### What you have to do
Return each line in the rows below that contains the word "tomb".

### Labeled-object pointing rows
────────────────────────────────────────

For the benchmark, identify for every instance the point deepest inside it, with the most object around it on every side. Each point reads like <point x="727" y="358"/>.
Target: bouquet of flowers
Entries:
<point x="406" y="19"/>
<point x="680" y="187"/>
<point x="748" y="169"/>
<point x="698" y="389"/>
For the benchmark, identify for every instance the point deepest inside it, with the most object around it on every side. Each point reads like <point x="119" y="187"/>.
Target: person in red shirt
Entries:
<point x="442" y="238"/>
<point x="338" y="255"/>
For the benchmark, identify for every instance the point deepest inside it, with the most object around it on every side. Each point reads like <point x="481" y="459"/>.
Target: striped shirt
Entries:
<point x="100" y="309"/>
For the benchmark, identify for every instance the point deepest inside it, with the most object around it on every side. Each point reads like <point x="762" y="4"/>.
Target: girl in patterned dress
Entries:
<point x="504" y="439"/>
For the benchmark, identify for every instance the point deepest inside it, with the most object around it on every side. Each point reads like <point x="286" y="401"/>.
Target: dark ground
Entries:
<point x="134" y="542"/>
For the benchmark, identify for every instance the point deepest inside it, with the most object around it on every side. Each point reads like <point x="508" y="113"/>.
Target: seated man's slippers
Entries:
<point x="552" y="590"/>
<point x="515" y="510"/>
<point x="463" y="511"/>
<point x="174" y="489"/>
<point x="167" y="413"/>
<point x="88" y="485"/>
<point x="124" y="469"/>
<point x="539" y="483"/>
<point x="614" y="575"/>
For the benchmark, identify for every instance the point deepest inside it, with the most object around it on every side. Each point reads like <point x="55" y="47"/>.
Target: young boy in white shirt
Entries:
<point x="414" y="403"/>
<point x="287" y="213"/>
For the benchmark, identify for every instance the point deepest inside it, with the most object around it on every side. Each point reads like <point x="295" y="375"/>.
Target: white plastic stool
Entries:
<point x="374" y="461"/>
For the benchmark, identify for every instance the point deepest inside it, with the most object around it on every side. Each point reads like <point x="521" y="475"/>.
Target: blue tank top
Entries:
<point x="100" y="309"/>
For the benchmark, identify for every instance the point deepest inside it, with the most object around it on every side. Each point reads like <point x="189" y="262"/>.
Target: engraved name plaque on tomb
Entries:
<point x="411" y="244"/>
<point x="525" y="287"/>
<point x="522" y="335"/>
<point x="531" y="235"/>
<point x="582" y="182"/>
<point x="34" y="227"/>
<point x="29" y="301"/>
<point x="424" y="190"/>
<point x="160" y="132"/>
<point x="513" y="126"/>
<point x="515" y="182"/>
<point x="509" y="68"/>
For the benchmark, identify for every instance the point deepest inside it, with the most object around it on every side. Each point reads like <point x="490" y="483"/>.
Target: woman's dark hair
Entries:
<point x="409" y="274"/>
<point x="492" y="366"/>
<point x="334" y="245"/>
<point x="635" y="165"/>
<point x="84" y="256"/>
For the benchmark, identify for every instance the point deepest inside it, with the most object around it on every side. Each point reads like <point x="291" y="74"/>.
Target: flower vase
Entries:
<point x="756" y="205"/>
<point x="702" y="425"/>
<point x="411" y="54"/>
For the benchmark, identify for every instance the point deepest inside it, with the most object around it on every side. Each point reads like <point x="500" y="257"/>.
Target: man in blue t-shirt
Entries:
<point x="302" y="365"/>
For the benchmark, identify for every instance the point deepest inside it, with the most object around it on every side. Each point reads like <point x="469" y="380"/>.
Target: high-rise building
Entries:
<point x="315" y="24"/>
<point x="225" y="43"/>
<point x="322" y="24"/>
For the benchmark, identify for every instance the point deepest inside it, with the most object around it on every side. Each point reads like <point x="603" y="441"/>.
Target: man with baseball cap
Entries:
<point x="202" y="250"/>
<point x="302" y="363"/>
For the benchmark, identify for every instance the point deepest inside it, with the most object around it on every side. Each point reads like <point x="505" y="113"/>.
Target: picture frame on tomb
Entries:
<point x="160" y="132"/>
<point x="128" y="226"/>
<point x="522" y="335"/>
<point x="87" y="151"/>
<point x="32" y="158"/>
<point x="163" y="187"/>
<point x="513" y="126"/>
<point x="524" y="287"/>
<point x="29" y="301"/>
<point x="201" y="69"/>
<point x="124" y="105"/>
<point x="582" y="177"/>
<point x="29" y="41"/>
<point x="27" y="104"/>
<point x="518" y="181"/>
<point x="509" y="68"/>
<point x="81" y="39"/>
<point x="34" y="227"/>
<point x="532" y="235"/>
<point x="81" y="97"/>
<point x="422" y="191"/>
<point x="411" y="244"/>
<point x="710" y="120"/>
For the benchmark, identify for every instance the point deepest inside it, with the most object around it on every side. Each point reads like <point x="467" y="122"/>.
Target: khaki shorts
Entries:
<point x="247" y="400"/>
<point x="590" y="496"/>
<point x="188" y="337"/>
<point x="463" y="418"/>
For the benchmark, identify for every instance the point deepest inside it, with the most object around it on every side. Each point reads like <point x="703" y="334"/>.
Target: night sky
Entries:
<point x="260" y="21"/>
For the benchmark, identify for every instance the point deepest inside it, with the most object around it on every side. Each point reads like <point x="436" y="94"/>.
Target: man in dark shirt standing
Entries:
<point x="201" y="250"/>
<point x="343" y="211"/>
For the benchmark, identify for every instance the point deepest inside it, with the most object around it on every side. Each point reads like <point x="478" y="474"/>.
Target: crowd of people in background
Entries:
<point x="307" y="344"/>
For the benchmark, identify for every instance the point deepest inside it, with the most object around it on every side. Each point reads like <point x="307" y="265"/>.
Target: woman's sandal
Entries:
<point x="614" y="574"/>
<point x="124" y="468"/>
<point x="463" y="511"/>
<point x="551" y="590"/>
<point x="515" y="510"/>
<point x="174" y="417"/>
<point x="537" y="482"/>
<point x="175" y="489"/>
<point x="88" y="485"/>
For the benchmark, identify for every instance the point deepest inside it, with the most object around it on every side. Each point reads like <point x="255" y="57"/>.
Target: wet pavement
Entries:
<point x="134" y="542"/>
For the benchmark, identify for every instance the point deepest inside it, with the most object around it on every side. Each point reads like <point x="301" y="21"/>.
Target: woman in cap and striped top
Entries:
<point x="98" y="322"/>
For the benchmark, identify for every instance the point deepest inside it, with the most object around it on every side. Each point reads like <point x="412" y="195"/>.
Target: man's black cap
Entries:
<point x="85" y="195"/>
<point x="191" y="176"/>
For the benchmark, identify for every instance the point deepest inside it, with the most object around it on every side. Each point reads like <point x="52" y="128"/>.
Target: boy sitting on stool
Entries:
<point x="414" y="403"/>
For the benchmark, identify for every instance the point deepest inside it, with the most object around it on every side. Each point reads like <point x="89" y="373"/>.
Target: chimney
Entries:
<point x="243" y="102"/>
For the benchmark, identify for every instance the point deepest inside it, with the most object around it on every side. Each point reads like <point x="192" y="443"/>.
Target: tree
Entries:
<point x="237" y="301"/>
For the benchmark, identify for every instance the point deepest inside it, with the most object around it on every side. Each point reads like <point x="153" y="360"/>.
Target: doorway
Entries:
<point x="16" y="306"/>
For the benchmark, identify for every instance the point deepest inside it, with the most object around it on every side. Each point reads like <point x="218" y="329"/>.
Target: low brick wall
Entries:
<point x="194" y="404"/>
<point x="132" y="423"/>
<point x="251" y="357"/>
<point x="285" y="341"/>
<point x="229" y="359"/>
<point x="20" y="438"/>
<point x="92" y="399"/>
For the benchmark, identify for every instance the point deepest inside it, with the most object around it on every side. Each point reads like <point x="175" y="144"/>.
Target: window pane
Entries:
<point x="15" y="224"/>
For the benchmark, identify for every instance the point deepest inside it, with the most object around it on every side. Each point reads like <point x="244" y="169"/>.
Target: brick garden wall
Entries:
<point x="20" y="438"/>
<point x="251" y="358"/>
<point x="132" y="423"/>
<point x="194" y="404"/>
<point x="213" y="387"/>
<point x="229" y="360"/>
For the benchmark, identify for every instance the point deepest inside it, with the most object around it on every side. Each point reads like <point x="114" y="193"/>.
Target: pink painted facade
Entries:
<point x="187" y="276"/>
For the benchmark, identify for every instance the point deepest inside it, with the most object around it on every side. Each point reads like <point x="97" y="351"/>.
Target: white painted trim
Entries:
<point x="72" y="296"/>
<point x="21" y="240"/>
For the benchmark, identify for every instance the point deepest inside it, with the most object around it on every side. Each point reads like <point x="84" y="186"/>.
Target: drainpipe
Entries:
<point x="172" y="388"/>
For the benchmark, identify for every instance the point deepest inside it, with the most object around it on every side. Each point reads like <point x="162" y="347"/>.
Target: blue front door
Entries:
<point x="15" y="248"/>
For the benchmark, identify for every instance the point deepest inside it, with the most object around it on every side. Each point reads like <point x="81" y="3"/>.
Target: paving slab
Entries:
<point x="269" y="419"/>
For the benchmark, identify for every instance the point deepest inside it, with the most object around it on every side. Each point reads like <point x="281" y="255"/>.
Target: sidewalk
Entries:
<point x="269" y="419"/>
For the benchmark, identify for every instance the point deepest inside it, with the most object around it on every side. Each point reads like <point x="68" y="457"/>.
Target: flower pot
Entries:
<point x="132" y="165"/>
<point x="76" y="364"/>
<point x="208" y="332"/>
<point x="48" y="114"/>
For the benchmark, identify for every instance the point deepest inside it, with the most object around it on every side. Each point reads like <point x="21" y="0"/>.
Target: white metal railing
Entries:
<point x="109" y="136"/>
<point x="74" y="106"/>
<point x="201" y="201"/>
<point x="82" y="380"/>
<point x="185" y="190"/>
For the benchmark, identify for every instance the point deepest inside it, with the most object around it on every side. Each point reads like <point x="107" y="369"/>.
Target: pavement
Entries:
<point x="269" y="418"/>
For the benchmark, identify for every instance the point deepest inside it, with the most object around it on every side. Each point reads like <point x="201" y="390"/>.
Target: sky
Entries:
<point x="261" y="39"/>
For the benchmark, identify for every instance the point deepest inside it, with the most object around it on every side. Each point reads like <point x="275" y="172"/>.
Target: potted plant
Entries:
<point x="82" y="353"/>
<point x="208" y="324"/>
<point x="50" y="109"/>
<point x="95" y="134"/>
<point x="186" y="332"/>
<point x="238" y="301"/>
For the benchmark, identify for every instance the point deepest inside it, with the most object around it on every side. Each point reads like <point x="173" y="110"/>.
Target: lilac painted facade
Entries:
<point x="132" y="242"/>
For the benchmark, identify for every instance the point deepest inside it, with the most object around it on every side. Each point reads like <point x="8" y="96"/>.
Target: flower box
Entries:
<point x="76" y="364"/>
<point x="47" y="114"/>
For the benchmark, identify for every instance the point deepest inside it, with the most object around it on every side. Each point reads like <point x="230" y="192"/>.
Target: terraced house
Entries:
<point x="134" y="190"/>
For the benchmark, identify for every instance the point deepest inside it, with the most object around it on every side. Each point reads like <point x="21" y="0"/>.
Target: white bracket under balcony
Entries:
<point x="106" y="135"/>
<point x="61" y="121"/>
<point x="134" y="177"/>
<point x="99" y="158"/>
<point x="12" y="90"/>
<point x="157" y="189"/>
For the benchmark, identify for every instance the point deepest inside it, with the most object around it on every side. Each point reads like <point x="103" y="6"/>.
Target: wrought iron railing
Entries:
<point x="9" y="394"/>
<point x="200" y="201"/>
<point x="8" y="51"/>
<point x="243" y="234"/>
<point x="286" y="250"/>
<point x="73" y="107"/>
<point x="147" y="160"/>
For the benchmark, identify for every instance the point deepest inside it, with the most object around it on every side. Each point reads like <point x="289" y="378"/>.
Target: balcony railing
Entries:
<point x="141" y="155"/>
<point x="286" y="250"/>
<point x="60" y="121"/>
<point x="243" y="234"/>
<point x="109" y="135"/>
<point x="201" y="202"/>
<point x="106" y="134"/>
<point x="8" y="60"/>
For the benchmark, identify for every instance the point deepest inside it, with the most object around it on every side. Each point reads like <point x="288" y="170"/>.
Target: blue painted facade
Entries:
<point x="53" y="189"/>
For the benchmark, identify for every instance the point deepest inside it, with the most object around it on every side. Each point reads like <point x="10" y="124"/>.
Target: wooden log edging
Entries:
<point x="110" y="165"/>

────────────────────────────────────────

### Answer
Target: engraved name plaque on tomb
Target: picture frame on tomb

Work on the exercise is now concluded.